INSTRUCTION
Rewrite the listing below so that each "approach-volume tally" becomes "traffic count". Keep every other part the same.

***** GIVEN ENTRIES *****

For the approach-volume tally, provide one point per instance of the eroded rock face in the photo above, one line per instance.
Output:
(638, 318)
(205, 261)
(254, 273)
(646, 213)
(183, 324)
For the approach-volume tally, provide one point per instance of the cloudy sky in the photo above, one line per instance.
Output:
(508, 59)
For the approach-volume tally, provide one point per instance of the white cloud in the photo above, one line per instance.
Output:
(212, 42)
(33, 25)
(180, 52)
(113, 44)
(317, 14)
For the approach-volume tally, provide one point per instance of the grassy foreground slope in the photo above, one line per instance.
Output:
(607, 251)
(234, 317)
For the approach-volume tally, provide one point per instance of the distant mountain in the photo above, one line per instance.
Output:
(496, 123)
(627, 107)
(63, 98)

*****

EXPECTED ANSWER
For the traffic count, provide one point per instance of the eroded rock face in the photo above, one line per instance.
Output:
(638, 318)
(205, 261)
(254, 273)
(646, 213)
(183, 324)
For the traffic count, provide one point per instance of the cloudy sky in the photo above, one line per instance.
Output:
(508, 59)
For the traffic count, provide one point per instance of the white cloud in the photo above, one line per instance.
Output:
(212, 42)
(33, 25)
(180, 52)
(113, 44)
(317, 14)
For the traffic count, provide one point per instance of the grassy foreground slope in the photo above, one line per instance.
Output:
(607, 251)
(234, 317)
For the traffic count, provide one point per instance of the distant mountain in the photo above, one line per instance.
Output:
(496, 123)
(627, 107)
(63, 98)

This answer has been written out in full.